Challenges
A) In the court passage on Griswold v. Union Labor Life Ins. Co. below, translate this sentence into Spanish: "They further claimed that the defendant's conduct violated both CUTPA and CUIPA."
B) Extend the court passage on Griswold v. Union Labor Life Ins. Co. below, picking up after its final sentence.

Quoted text
--- START ---

In Griswold v. Union Labor Life Ins. Co., supra, 186 Conn. at 508–509, 442 A.2d 920, the plaintiffs brought a claim that the defendant insurance company had refused to pay certain insurance policy benefits to which they were entitled. They further claimed that the defendant's conduct violated both CUTPA and CUIPA. Id., at 518–20, 442 A.2d 920. The defendant contended that the claim was barred because the plaintiffs had failed to exhaust their administrative remedies under CUIPA. Id ., at 518, 442 A.2d 920. This court concluded that, because the applicable revision of CUIPA did not “authorize the commissioner to award damages to an aggrieved person nor [did] he have the authority to determine a private right to damages ․ the plaintiffs had no practical or adequate administrative remedy which would require exhaustion.” Id., at 520, 442 A.2d 920. Accordingly, this court concluded that the plaintiffs were “entitled to maintain a private right of action for monetary damages [pursuant to § 42–110b] for alleged unfair trade practices, as defined by [CUIPA], without first exhausting the administrative remedies under [CUIPA]․” Id., at 520–21, 442 A.2d 920.

--- END ---

Stored rows
--- START ---

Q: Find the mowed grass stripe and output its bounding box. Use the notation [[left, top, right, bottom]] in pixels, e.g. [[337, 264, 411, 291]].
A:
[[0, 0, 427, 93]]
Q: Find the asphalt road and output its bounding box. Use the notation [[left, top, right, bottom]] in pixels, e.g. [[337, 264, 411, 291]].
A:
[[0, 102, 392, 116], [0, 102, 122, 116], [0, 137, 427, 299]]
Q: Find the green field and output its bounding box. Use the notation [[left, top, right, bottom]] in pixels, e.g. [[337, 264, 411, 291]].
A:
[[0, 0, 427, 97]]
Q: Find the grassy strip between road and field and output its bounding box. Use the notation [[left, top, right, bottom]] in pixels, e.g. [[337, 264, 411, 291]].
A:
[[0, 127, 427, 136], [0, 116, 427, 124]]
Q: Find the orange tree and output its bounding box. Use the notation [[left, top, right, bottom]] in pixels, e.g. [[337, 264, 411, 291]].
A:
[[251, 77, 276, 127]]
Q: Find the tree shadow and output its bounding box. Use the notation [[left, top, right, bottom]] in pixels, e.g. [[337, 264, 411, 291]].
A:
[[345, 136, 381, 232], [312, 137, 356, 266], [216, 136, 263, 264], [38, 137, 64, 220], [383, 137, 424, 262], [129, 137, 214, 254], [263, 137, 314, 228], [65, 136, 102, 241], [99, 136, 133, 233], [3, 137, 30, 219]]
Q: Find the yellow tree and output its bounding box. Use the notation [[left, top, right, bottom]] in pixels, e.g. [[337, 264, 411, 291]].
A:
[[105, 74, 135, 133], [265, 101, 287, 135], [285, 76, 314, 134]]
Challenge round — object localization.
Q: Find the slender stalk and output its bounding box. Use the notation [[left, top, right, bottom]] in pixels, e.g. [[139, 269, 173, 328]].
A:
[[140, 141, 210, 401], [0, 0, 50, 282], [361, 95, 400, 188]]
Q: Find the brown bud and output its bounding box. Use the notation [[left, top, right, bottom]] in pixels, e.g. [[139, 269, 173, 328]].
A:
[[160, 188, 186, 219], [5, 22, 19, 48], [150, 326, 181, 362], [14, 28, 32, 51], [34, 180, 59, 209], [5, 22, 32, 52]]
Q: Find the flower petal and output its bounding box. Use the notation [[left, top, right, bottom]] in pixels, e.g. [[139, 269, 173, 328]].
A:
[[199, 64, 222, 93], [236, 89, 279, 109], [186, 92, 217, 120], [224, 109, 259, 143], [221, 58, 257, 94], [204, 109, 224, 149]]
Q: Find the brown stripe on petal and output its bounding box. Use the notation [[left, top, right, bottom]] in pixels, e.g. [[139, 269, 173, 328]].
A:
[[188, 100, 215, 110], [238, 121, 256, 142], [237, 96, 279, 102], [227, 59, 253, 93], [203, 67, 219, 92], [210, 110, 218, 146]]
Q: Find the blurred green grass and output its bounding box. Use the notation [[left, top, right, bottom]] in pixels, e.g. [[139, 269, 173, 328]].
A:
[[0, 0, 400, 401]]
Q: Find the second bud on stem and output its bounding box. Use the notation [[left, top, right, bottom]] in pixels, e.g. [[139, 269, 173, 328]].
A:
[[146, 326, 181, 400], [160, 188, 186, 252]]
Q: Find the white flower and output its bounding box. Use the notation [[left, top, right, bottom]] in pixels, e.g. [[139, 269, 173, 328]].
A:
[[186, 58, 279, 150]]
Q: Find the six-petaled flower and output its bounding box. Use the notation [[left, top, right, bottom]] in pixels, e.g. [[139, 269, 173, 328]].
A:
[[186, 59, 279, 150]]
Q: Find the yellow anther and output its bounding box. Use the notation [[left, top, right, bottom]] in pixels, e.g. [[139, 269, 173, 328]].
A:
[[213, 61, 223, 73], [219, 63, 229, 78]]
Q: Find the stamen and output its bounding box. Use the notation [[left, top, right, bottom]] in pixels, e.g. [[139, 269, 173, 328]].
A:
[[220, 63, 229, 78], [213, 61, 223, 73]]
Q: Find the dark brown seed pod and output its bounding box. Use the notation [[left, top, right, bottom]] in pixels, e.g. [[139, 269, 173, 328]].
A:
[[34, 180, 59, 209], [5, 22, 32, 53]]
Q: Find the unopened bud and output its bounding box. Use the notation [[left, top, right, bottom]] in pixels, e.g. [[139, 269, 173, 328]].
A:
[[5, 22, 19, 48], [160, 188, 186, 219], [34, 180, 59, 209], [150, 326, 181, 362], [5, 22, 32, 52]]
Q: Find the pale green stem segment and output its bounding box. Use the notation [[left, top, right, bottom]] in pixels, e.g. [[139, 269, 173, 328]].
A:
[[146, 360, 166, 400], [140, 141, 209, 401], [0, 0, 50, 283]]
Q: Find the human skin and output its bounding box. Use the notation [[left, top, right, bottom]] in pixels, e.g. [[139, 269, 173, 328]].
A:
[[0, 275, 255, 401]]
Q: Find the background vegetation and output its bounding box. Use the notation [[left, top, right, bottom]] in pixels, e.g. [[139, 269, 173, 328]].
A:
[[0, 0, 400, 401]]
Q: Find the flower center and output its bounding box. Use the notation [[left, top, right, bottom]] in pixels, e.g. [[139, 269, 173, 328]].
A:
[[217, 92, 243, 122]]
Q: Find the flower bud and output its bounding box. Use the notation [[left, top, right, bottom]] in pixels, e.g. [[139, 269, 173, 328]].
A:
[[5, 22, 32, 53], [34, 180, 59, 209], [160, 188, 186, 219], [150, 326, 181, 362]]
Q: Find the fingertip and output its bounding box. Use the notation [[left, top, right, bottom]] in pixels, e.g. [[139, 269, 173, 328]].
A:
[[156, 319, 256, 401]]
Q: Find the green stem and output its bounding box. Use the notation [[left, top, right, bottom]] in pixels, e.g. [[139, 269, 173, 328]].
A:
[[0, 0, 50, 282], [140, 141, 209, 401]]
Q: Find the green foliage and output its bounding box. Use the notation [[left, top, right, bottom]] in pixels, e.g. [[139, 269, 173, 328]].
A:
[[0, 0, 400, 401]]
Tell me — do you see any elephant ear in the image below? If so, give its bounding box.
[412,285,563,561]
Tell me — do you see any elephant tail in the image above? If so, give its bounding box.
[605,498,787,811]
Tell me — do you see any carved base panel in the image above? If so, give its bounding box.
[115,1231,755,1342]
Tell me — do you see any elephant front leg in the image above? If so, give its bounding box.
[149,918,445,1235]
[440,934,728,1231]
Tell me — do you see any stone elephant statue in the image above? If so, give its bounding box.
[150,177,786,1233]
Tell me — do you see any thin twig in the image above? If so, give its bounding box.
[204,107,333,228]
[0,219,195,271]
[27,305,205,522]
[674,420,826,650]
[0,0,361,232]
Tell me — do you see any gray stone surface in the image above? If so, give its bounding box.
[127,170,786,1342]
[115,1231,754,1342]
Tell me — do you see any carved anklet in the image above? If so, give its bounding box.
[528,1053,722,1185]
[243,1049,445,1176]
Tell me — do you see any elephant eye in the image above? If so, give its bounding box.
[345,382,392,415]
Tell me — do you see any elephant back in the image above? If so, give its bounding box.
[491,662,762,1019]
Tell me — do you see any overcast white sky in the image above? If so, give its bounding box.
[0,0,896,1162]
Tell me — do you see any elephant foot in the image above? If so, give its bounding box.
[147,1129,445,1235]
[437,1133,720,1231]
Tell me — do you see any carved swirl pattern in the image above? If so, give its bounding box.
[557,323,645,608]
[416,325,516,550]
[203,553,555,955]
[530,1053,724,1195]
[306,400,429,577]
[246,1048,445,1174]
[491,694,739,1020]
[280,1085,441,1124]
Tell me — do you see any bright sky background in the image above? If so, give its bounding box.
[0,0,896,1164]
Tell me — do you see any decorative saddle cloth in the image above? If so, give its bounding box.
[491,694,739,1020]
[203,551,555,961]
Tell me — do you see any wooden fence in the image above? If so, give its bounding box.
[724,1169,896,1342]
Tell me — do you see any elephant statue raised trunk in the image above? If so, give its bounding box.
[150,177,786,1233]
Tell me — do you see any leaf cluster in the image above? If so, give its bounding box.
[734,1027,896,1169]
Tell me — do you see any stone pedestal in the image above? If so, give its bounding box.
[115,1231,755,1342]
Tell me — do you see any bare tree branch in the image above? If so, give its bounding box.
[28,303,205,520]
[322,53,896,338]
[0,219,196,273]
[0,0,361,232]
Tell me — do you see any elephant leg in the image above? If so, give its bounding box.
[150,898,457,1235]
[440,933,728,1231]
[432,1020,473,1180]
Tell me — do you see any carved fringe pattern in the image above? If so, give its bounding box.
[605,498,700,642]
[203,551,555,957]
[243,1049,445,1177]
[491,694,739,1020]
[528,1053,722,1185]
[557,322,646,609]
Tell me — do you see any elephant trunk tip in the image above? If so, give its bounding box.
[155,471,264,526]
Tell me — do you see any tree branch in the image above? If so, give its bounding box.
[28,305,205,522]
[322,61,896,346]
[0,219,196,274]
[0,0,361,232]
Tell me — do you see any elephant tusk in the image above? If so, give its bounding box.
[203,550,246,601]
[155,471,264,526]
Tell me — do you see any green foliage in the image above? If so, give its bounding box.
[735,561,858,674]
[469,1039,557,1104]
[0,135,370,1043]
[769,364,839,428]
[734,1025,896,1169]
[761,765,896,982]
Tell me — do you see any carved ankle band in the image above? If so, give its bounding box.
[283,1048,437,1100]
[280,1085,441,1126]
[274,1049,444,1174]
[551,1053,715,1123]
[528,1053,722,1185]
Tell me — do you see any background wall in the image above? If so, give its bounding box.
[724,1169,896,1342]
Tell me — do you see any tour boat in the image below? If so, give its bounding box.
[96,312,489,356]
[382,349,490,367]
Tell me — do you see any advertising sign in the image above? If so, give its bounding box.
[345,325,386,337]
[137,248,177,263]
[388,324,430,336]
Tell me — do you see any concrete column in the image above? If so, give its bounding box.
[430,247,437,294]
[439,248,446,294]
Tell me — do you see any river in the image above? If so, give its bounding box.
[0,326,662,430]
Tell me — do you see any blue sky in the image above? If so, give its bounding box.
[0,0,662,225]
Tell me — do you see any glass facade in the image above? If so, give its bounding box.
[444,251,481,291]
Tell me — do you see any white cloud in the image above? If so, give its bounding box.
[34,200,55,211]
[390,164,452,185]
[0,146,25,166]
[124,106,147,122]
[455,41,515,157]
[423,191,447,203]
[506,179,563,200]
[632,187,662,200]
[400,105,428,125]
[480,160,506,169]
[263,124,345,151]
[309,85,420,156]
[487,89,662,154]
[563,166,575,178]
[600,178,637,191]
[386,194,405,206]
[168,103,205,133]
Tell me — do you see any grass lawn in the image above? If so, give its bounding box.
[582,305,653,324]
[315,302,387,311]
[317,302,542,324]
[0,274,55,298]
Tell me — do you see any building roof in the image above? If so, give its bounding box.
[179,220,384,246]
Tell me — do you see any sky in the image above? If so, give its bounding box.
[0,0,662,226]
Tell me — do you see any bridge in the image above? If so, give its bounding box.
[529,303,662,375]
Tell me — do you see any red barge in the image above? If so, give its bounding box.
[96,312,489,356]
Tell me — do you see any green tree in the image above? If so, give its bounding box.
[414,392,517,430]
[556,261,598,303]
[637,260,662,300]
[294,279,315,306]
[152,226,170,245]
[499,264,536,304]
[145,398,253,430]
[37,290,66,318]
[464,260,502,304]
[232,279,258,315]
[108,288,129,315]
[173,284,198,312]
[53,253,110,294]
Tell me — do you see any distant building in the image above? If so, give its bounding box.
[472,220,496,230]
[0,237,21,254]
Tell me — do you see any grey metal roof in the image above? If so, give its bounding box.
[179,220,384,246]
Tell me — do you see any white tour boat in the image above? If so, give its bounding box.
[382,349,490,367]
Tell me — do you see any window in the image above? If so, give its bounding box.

--- END ---

Responses for each task
A) Además, alegaron que la conducta de la parte demandada infringía tanto la CUTPA como la CUIPA.

B)
In Mead, this court stated that, “[a]lthough Conaway holds that CUTPA may authorize a cause of action that builds upon the public policy embodied in specific statutory provisions, such a CUTPA claim must be consistent with the regulatory principles established by the underlying statutes. In Griswold, [this court] held that a litigant complaining of unfair insurance practices was entitled to maintain a private right of action under CUTPA for alleged unfair trade practices, as defined by [CUIPA]․ The definition of unacceptable insurer conduct in [CUIPA] reflects the legislative determination that isolated instances of unfair insurance settlement practices are not so violative of the public policy of this state as to warrant statutory intervention. Under CUTPA, as under CUIPA, a litigant is bound by this legislative determination.” (Citation omitted; footnote omitted; internal quotation marks omitted.) Mead v. Burns, supra, 199 Conn. at 665–66, 509 A.2d 11; see also Lees v. Middlesex Ins. Co., 229 Conn. 842, 851, 643 A.2d 1282 (1994) (“[b]ecause the plaintiff's evidence was insufficient to satisfy the requirement under CUIPA that the defendant's alleged unfair claim settlement practices constituted a ‘general business practice,’ the plaintiff's CUTPA claim could not survive the failure of her CUIPA claim”).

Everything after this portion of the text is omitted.